» **Work to complete**:
a - In the account of the Brinsleys, what was the title of the band's second album?
b - Translate this sentence from the account of the Brinsleys into Spanish: "To see them in a place like this was the best."
c - Pick up the account of the Brinsleys after its last sentence and carry it on.

» **Document text**:
"""
A lot of their later problems stemmed from one of the British rock biz’s legendary hypes. In early ’71 the Brinsleys were to open at Fillmore East, so UA chartered a plane and flew over every journalist and freeloader they could find, a trip which in itself became legend. The Brinsleys, of course, died the death, and were duly slammed in their homeland. As a result, the band shied away from publicity and the hype to the big time, figuring that the music would out.

They brought out their second album, appropriately titled Despite It All, and started gigging up and down the country in every club, dance hall and nitery that would take them. But they were still on the rebound, to the point where their third album, Silver Pistol, was recorded “on 8 track at home,” and initially sounds laid back to the point where you figyre they did it in bed, until you actually pay attention. Rather than nodding out in terminal mandrax torpor, they were building a new foundation.

In early ’72 they discovered a pub in Kentish Town that would let them play live once a week, and ‘pub rock’ was born. To see them in a place like this was the best. Enough time to stretch out, try new numbers, whip out a few oldies; the energy level seemed to climb with the amount of booze consumed (by both band and audience) and by the end of an evening a room jammed with freaks would be leaping and screaming as the band seemed to dissect your skull with razor honed interplay of guitars and piano. Just the sight of Bob Andrews’ right leg jumping up and down as he tried to fragment the piano keys was enough to get you going.
"""
[Entries taken from a collection]
"""
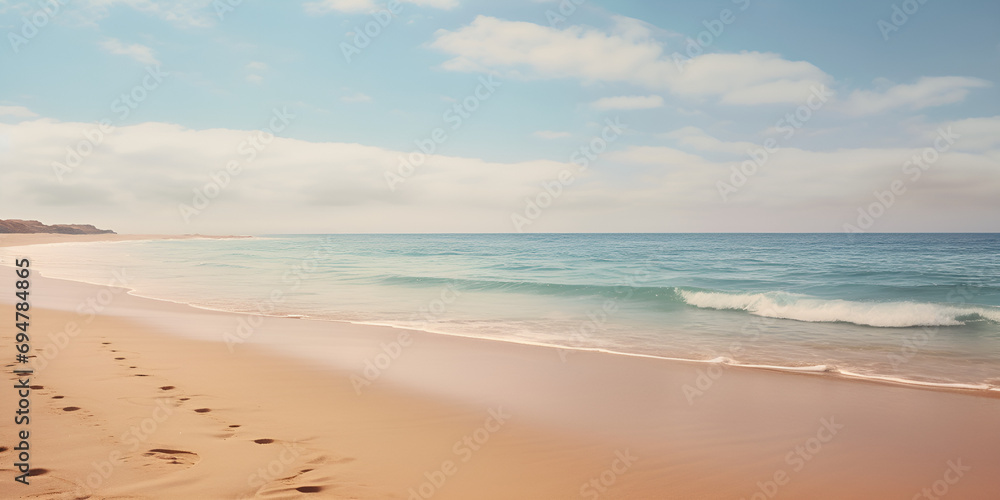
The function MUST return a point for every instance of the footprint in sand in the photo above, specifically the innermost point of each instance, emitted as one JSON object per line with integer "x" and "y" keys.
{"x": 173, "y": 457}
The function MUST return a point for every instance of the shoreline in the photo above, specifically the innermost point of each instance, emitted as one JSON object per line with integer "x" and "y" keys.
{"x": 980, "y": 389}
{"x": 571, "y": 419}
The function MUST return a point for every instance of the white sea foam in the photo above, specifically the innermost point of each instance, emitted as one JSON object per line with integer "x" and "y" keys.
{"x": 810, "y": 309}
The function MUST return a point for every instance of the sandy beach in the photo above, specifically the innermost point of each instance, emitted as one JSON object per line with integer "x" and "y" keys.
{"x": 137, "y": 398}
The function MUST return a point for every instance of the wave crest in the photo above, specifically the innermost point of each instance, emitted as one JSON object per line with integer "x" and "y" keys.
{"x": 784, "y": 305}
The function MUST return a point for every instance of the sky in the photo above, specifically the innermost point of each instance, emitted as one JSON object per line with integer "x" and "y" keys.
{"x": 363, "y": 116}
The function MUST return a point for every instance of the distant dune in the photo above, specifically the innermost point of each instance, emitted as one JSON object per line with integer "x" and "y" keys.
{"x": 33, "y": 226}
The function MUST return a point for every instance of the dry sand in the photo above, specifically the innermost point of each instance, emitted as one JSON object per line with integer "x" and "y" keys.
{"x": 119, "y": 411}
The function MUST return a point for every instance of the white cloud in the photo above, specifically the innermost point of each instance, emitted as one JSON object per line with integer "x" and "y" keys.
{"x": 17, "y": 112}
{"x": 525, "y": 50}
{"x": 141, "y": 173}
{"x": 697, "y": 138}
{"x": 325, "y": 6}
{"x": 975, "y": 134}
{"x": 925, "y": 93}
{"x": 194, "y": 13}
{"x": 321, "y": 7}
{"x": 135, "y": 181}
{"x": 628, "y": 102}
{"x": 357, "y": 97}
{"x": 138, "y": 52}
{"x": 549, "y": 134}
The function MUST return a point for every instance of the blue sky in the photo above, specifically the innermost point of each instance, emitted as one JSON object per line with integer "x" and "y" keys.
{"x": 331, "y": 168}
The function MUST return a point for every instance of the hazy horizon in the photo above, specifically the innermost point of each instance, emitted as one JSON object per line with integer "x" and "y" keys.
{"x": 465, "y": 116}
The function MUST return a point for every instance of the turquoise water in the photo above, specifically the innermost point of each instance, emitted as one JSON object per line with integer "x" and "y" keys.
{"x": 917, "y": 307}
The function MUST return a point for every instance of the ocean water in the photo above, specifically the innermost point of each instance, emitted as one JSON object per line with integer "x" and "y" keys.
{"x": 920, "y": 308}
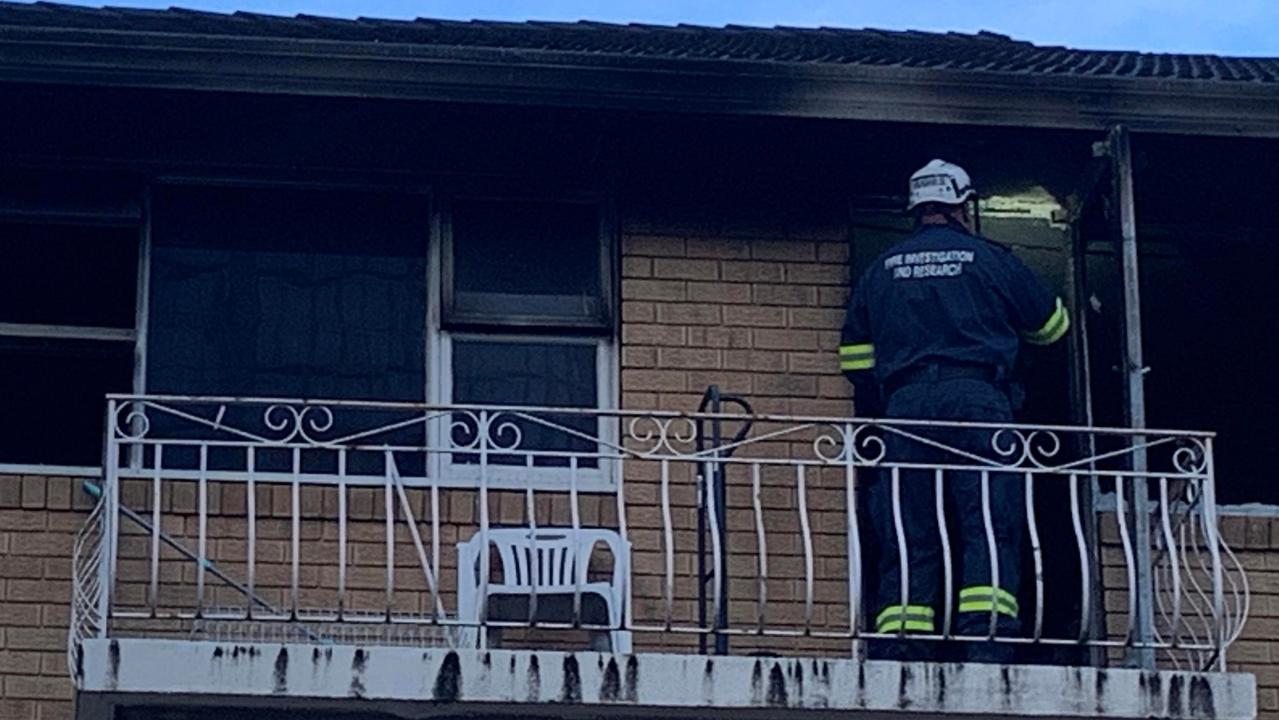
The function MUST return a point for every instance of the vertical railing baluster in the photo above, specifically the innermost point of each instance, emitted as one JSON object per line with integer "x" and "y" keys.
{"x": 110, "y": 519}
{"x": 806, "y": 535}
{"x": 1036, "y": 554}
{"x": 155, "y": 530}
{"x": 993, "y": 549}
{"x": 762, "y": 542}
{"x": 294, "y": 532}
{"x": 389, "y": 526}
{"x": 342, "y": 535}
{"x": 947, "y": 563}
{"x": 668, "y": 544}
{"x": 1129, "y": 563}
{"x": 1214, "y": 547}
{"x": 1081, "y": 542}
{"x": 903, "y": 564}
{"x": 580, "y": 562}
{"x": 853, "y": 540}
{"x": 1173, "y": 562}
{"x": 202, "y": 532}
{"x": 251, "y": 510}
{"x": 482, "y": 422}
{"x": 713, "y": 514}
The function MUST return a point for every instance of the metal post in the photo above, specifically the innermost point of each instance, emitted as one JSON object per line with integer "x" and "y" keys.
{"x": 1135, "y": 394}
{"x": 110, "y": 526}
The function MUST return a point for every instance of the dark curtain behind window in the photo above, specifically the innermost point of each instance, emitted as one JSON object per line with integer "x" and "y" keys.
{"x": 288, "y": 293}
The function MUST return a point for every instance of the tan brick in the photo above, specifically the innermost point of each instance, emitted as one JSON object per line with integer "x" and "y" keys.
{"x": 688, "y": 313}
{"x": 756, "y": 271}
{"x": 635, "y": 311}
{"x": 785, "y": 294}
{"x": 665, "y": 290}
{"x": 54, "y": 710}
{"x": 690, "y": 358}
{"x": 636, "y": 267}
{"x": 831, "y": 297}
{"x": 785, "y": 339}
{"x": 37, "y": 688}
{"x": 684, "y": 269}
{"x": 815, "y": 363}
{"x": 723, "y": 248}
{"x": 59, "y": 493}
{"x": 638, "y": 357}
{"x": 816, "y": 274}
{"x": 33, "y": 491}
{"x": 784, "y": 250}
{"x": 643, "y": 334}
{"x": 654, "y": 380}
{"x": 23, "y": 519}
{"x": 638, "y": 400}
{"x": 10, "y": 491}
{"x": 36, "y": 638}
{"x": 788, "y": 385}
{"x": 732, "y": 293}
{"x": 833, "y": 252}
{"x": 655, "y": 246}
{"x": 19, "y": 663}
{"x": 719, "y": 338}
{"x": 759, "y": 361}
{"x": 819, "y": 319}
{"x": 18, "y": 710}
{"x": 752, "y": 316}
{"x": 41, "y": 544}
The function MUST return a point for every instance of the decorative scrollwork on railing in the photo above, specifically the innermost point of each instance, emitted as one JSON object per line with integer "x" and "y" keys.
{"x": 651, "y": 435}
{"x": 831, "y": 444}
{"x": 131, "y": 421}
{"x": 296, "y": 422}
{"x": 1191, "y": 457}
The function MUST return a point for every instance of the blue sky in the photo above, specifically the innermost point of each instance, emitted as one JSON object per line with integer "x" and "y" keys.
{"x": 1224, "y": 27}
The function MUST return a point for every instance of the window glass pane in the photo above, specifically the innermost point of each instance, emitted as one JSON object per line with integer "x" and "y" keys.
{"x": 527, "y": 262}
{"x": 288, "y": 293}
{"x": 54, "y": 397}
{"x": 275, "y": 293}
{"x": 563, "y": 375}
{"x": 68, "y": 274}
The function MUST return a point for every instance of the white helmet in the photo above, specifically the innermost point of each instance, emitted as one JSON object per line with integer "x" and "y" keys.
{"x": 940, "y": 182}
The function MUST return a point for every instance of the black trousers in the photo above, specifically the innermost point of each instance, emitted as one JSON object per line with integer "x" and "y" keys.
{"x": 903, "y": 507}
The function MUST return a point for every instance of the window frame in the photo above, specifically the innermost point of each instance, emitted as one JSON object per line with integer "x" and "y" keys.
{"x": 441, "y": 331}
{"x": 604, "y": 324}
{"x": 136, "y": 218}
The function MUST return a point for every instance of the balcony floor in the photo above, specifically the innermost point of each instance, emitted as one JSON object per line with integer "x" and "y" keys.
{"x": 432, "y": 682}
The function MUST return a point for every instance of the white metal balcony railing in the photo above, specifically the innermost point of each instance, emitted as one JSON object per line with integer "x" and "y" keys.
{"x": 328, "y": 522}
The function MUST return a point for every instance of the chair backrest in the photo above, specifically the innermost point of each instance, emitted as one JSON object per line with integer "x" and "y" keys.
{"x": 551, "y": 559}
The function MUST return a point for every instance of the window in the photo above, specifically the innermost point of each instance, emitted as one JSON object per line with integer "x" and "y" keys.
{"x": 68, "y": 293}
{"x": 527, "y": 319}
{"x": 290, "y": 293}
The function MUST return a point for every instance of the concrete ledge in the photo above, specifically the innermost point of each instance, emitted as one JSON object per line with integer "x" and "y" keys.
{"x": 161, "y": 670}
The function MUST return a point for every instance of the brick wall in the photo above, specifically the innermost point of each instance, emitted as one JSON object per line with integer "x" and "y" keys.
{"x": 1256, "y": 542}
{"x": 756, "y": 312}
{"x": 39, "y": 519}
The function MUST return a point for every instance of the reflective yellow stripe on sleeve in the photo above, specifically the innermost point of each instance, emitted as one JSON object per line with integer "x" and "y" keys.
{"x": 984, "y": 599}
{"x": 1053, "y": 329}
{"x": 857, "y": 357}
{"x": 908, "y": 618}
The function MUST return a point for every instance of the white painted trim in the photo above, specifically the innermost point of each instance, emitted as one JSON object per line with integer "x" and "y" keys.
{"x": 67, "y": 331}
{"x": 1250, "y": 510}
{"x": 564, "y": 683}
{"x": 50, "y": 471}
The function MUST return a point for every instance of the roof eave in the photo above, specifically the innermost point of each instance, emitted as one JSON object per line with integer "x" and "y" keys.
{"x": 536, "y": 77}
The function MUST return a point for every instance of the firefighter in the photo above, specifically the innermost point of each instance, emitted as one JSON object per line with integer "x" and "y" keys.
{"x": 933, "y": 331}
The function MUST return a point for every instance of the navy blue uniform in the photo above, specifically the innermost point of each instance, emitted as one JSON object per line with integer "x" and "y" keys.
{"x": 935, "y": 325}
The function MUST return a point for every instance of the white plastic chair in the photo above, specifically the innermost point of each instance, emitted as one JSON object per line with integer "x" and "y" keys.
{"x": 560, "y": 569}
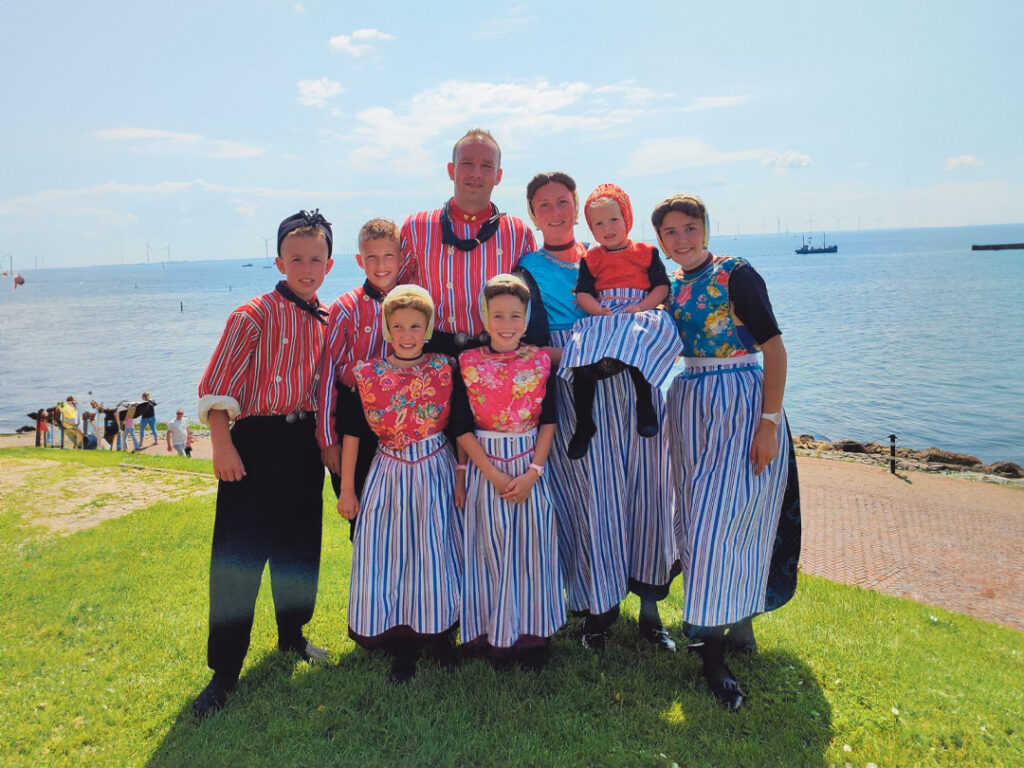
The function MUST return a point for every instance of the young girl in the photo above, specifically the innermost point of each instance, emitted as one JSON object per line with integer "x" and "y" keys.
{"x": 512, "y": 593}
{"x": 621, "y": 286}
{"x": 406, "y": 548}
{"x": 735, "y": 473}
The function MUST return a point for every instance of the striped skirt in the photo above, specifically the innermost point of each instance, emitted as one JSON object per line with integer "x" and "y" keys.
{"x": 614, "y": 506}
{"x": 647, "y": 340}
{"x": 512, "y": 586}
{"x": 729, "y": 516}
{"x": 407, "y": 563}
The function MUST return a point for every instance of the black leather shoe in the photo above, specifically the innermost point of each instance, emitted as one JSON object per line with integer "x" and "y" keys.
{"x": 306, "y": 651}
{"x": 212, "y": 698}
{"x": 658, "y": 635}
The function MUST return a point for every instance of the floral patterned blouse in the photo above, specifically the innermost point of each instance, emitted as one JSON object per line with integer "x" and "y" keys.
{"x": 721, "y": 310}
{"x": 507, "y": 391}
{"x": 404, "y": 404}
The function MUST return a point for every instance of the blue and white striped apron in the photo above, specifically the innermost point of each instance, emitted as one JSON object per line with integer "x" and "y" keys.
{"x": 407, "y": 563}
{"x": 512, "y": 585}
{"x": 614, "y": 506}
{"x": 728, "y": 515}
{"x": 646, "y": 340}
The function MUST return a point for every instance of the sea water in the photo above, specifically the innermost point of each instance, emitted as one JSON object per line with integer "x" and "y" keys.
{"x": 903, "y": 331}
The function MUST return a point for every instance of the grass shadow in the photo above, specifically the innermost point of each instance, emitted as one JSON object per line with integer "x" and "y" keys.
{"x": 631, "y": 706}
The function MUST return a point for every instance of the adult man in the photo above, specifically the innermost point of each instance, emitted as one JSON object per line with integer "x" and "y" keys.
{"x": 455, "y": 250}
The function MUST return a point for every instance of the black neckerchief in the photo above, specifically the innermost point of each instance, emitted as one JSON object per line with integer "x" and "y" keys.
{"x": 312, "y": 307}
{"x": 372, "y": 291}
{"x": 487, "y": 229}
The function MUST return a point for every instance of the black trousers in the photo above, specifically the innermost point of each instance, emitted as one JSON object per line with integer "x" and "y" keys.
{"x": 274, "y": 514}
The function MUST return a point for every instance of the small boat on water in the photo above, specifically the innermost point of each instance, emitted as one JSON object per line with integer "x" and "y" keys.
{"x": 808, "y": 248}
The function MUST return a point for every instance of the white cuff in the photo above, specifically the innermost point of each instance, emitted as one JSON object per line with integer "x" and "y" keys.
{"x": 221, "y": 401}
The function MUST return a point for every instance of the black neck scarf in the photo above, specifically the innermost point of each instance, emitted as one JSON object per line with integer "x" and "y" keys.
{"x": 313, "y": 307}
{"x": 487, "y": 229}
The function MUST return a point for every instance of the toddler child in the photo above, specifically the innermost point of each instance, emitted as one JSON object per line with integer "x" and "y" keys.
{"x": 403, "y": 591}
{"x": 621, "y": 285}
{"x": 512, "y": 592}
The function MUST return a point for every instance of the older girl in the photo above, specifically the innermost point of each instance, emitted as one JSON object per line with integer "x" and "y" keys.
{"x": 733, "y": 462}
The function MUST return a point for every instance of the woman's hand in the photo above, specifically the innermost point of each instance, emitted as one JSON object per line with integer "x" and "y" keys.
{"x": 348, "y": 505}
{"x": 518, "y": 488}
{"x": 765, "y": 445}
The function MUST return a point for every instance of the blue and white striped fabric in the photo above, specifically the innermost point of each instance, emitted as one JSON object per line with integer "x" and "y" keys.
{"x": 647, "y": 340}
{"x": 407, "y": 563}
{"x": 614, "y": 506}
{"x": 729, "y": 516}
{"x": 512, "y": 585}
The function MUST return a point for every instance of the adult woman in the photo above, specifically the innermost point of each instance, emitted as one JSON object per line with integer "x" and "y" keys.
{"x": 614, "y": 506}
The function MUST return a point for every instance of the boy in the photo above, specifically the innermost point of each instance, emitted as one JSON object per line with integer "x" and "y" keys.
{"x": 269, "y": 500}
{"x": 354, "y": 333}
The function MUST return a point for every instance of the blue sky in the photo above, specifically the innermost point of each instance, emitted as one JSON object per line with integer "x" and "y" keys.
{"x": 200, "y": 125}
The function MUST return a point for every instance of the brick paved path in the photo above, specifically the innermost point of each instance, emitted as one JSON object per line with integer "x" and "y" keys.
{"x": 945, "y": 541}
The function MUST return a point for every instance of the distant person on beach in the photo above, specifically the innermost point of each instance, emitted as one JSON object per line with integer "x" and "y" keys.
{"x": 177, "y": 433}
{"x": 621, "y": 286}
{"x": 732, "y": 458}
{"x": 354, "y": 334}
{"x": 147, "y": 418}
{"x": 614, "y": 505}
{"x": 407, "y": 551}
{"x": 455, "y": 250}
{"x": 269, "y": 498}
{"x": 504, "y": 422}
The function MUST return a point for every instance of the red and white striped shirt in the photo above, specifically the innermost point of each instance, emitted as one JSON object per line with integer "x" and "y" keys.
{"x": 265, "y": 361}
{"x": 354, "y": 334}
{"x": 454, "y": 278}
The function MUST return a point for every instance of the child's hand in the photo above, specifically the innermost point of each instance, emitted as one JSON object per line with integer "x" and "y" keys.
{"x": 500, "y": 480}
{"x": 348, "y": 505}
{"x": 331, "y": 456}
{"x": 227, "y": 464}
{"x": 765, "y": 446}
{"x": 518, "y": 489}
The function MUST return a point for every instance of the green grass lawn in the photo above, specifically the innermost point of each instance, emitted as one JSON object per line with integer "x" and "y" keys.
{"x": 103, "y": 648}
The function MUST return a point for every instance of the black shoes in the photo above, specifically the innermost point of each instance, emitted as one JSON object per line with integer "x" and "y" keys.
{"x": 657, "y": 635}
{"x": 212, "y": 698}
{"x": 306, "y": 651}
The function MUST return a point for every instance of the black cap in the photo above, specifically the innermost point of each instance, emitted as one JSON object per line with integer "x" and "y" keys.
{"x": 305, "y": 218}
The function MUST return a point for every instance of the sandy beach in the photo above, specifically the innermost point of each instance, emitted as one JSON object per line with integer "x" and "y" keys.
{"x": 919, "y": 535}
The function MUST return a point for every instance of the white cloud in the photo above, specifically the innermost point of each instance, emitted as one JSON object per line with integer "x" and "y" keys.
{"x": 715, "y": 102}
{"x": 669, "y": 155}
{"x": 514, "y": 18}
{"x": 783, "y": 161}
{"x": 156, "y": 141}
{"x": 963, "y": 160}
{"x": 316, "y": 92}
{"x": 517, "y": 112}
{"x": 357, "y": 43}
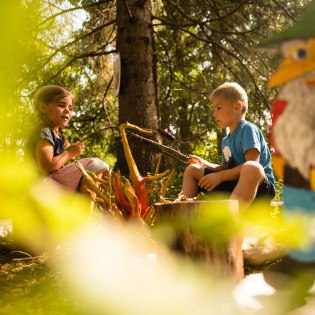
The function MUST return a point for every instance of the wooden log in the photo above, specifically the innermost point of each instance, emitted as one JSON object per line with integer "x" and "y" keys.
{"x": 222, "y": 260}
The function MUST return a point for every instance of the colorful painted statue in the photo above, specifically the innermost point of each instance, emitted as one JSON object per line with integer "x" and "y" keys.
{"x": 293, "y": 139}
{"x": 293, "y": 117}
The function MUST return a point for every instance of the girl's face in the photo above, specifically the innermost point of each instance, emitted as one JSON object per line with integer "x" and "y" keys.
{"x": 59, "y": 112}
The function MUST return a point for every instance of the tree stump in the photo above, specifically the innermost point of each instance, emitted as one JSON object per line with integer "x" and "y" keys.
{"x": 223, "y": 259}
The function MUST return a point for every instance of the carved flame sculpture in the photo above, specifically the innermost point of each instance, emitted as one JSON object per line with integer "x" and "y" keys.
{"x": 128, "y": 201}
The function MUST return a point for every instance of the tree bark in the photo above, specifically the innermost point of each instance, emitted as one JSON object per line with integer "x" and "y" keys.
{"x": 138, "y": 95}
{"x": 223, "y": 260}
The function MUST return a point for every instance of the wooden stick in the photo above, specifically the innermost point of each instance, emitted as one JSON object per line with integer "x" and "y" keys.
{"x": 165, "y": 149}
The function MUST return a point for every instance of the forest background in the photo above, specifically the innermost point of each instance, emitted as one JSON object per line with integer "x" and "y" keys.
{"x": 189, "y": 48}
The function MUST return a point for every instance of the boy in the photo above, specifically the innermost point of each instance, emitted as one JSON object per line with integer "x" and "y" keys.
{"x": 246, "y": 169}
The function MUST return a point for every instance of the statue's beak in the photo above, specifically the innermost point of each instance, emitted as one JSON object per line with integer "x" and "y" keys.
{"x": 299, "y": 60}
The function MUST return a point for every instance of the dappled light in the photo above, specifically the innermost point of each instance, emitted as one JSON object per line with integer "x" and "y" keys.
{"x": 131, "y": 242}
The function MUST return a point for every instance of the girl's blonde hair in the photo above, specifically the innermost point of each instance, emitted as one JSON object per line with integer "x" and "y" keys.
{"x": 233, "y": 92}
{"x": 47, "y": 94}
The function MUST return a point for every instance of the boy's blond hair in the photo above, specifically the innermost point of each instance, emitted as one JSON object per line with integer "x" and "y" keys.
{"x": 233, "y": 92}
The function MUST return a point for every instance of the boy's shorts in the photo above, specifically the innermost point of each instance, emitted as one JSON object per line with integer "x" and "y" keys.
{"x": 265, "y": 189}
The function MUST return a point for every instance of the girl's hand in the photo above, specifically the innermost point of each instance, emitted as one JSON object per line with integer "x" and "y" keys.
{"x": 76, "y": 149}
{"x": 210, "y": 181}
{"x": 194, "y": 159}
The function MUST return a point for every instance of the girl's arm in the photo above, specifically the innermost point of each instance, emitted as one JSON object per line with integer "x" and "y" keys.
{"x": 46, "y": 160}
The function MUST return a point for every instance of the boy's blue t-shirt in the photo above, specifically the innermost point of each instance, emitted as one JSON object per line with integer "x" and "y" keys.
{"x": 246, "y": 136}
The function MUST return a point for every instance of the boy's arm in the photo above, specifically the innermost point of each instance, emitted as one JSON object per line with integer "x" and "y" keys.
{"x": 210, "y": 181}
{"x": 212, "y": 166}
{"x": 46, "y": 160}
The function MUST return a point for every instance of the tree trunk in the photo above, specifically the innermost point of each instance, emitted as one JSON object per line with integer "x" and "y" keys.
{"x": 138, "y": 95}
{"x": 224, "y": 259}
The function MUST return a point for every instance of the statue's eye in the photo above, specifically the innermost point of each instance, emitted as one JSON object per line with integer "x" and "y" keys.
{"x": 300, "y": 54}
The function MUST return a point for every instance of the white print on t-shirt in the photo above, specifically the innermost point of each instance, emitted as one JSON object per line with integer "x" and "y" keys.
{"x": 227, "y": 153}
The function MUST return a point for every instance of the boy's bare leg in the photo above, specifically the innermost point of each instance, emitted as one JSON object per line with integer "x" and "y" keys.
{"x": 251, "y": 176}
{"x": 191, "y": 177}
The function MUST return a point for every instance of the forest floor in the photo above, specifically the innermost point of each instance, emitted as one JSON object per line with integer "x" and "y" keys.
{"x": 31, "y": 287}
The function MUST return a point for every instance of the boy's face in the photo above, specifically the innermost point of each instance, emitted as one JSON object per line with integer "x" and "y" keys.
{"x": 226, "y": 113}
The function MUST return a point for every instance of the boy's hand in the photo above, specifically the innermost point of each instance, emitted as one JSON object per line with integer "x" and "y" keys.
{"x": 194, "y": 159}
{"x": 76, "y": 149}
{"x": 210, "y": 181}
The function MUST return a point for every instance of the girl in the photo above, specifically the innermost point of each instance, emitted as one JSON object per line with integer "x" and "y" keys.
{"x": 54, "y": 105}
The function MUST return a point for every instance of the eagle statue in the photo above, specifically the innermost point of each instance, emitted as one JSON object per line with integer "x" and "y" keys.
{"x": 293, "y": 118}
"""
» **Final answers**:
a - Despite It All

b - Verlos en un lugar como este era lo mejor.

c -
The albums began to speak as though they meant business and their following grew, but they still seemed to be recoiling from The Hype. In the spring of ’73 they played a benefit at the Hard Rock Cafe, a hip entrepreneur’s idea of an American drug store-eatery of the 20s-30s that slides between a rock biz - Yankee - expatriate - yearning - for - Chile hangout and the American teen tourist’s idea of a London hotspot. Also on the bill was Wings, and McCartney subsequently asked them to support his British tour. It was perfect timing: there was quite a bit of interest, they had just released a rather amazing album, and they were actually getting interested in the prospect of fame.

They blew it. They figured that if McCartney wanted a support band and he was willing to pay them $250 a night, they’d deliver what was wanted. Subsequently, where they should have had Macca shitting himself with the prospect of having to follow them (and they were more than capable), they played it cool and mellow. Watching them on a couple of other tours, this seems to have been a fault of theirs; they just couldn’t get the idea that you leave the crowd gaping in amazement.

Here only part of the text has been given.